(begin)
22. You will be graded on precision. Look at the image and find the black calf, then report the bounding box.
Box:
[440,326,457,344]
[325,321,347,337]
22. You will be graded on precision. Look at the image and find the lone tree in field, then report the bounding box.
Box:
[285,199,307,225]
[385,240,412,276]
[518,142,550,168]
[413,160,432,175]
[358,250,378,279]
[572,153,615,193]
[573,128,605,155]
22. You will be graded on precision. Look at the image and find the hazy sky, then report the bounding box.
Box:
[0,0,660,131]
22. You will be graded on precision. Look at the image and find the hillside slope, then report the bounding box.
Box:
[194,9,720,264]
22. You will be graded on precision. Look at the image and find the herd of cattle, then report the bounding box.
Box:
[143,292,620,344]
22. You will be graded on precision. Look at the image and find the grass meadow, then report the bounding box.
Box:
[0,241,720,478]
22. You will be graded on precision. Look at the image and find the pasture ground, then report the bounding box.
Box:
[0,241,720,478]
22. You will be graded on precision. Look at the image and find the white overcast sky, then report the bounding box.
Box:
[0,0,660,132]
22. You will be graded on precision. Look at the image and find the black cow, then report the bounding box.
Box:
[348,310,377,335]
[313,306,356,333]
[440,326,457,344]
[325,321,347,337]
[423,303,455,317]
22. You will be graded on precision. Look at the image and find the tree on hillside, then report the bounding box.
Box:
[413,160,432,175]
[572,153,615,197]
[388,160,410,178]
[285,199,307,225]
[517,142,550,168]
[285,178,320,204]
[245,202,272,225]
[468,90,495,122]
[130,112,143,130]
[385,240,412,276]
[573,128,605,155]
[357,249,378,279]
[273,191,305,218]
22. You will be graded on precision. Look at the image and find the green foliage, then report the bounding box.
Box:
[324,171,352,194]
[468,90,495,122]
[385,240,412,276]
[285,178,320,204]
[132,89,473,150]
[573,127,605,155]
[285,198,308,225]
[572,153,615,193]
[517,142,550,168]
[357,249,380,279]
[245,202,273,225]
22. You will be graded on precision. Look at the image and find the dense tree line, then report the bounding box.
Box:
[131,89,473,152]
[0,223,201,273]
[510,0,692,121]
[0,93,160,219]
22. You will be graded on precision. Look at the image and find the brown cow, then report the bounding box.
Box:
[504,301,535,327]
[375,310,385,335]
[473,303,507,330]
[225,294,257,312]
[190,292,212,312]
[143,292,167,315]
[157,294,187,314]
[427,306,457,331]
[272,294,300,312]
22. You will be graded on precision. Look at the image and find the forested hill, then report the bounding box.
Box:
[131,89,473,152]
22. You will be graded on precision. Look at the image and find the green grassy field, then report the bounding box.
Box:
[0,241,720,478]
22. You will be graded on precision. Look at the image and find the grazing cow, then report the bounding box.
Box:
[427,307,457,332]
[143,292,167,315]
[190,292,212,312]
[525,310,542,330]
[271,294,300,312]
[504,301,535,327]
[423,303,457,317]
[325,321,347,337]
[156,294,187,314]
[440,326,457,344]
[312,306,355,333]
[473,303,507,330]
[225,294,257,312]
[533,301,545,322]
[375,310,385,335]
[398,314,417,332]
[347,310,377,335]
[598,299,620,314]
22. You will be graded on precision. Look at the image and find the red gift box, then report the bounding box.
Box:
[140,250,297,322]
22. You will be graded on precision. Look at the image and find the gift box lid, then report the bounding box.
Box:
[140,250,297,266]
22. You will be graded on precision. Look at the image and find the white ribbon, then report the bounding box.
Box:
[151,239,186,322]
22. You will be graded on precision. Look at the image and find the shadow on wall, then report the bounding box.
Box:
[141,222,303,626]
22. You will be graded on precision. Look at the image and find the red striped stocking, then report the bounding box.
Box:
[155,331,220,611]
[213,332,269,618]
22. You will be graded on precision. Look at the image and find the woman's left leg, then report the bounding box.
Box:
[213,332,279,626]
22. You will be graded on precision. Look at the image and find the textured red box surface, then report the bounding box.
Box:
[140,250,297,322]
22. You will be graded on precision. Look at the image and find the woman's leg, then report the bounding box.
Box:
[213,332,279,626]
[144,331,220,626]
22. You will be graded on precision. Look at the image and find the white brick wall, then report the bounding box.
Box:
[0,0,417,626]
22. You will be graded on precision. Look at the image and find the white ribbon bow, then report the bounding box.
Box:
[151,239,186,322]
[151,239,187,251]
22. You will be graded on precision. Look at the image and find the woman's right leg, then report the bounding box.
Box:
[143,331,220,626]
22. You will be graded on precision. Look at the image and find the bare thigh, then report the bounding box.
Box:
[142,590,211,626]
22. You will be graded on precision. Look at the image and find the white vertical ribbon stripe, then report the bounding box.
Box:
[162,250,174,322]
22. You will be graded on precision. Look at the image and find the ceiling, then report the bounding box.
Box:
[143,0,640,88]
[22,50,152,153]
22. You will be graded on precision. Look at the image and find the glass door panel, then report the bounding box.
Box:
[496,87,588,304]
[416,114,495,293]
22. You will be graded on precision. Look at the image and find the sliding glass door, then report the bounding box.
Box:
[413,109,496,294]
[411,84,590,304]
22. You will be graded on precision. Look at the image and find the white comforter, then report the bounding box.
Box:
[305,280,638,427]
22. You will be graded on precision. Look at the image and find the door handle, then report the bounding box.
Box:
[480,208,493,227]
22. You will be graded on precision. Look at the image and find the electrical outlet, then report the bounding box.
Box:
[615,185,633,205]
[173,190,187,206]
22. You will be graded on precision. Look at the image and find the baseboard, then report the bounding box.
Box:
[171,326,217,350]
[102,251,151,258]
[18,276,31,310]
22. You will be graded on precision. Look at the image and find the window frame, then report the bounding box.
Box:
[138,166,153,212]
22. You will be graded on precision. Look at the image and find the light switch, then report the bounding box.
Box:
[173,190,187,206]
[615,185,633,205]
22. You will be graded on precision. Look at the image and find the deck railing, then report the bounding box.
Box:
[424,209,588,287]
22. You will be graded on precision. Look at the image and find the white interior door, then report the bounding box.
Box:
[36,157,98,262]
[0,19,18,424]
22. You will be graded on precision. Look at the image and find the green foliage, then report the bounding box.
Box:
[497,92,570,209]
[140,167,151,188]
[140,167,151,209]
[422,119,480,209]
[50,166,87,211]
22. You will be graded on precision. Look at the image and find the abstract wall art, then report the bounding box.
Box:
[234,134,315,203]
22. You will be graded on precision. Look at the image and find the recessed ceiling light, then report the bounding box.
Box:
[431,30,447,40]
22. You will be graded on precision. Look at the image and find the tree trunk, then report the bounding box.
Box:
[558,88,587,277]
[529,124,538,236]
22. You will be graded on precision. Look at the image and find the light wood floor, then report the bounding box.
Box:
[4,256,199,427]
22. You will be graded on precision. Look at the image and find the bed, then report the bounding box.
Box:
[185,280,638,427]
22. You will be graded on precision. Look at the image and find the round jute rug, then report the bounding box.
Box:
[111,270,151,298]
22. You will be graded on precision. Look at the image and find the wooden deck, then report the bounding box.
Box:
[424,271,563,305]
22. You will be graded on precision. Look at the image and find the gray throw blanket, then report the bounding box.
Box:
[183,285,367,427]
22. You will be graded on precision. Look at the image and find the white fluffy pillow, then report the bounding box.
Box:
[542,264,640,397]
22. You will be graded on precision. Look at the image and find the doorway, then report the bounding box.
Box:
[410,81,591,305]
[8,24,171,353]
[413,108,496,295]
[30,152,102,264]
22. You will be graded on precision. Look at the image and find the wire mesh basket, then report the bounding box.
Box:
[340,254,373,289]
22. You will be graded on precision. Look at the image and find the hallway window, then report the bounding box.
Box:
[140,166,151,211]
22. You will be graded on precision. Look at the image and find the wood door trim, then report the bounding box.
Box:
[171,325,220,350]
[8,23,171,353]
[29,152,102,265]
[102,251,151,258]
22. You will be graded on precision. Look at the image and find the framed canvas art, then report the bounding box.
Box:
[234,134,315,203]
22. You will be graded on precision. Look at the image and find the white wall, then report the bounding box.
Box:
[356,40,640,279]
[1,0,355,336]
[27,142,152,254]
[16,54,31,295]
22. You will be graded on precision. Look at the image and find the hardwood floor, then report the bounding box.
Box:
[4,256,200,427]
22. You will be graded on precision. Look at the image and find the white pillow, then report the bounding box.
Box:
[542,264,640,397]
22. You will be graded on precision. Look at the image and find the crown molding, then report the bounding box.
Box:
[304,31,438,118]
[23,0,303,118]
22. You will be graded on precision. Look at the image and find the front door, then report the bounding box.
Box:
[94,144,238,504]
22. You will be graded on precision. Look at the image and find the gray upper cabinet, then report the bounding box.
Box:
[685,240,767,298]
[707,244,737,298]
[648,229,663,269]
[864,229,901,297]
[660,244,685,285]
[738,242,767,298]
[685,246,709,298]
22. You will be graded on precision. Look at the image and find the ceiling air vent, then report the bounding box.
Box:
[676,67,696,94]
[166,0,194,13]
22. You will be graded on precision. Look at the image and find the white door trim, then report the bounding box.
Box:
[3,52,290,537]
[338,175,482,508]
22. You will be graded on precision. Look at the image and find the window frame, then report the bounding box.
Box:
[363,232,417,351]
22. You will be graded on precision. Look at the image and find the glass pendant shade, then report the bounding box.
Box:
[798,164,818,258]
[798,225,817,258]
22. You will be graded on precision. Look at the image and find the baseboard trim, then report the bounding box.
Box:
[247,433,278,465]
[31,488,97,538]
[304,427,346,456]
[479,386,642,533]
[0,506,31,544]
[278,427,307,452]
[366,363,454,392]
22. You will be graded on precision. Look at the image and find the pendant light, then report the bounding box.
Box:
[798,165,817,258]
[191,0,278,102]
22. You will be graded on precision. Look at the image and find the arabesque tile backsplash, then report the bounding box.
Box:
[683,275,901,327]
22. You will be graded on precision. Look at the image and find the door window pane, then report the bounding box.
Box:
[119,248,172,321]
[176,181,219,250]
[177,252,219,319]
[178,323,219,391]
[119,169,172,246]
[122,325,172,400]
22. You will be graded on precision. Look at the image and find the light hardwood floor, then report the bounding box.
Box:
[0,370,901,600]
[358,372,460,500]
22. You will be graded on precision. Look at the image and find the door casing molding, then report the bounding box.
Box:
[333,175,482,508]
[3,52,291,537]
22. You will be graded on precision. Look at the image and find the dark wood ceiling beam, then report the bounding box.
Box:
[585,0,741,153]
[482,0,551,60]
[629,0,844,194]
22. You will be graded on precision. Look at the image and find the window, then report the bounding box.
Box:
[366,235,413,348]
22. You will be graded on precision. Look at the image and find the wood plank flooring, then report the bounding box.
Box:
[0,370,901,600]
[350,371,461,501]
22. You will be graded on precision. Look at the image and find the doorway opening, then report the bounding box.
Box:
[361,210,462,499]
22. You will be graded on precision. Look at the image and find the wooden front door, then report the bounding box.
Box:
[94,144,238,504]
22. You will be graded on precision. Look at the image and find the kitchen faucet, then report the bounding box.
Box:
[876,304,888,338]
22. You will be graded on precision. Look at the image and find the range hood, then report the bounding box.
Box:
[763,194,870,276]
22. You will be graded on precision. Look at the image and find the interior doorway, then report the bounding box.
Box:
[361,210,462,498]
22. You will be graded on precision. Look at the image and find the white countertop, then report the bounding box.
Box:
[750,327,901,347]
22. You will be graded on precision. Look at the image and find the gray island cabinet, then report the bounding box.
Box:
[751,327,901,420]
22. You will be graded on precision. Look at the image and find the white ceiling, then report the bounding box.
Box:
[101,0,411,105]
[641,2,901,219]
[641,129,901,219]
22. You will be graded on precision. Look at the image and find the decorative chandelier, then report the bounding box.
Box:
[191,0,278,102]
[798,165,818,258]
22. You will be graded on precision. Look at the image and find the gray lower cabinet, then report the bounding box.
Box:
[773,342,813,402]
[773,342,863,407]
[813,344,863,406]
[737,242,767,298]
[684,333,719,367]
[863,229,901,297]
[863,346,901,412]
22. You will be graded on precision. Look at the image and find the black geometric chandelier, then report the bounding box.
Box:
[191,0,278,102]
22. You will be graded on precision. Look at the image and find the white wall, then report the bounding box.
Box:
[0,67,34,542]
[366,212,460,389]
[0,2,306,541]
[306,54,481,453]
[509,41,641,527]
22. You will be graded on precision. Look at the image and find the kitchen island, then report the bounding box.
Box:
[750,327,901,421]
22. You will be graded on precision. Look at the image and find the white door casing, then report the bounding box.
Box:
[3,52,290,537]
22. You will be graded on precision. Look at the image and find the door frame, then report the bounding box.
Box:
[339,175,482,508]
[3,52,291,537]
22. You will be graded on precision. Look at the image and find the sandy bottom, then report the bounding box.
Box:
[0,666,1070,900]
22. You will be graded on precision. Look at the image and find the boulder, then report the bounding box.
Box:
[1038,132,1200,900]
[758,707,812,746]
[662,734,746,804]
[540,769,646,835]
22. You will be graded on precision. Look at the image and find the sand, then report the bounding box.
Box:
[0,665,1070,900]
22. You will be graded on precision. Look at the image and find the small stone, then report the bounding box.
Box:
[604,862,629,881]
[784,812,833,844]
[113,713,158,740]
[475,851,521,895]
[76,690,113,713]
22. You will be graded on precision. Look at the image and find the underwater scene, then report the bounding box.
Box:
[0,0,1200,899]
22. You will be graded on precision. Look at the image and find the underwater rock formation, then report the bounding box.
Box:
(end)
PROBLEM DETAILS:
Retype the lines from the line with "railing, then report the bounding box." to the line with "[0,19,18,424]" without changing anything.

ANSWER FOR THE TASK:
22. You will be graded on precision. Look at the image and find the deck railing, then report the bounding box.
Box:
[424,209,588,287]
22. You will be graded on precision. Look at the image and find the white interior door, then report the bounding box.
Box:
[36,157,98,262]
[0,19,18,424]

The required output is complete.